_The problem_
Word for word, please copy the listing below, with its pictures left out.

━━━━━━━━━━

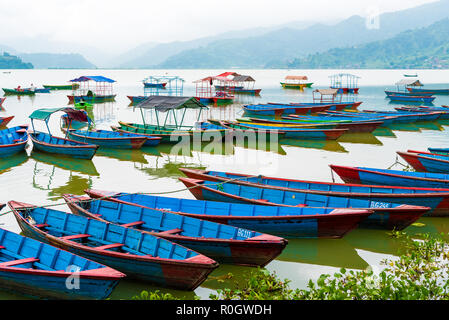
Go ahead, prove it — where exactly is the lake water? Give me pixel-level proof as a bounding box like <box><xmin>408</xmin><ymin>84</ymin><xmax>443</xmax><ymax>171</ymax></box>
<box><xmin>1</xmin><ymin>69</ymin><xmax>449</xmax><ymax>300</ymax></box>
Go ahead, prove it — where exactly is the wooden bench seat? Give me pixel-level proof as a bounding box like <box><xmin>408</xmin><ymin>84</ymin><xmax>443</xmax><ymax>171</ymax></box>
<box><xmin>59</xmin><ymin>234</ymin><xmax>91</xmax><ymax>241</ymax></box>
<box><xmin>34</xmin><ymin>223</ymin><xmax>49</xmax><ymax>228</ymax></box>
<box><xmin>121</xmin><ymin>221</ymin><xmax>145</xmax><ymax>228</ymax></box>
<box><xmin>0</xmin><ymin>257</ymin><xmax>39</xmax><ymax>267</ymax></box>
<box><xmin>95</xmin><ymin>243</ymin><xmax>124</xmax><ymax>251</ymax></box>
<box><xmin>158</xmin><ymin>228</ymin><xmax>183</xmax><ymax>235</ymax></box>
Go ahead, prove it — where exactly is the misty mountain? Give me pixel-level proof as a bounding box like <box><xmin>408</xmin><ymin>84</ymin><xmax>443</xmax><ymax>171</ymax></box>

━━━━━━━━━━

_Expected output_
Go ahead, prove it — where exactly is the lake water? Give me pixel-level proof as a bounding box like <box><xmin>408</xmin><ymin>84</ymin><xmax>443</xmax><ymax>171</ymax></box>
<box><xmin>1</xmin><ymin>69</ymin><xmax>449</xmax><ymax>300</ymax></box>
Go ahead, prove it — where exactly is the wooden bench seat? Give me pixel-level proof as a bounding box like <box><xmin>408</xmin><ymin>84</ymin><xmax>443</xmax><ymax>171</ymax></box>
<box><xmin>59</xmin><ymin>234</ymin><xmax>91</xmax><ymax>241</ymax></box>
<box><xmin>34</xmin><ymin>223</ymin><xmax>49</xmax><ymax>228</ymax></box>
<box><xmin>121</xmin><ymin>221</ymin><xmax>145</xmax><ymax>228</ymax></box>
<box><xmin>0</xmin><ymin>257</ymin><xmax>39</xmax><ymax>267</ymax></box>
<box><xmin>95</xmin><ymin>243</ymin><xmax>124</xmax><ymax>251</ymax></box>
<box><xmin>158</xmin><ymin>228</ymin><xmax>183</xmax><ymax>235</ymax></box>
Go ahead, prove it — where exactly is the misty mountain? Give me pixel-level proof as a bounding box like <box><xmin>408</xmin><ymin>84</ymin><xmax>443</xmax><ymax>171</ymax></box>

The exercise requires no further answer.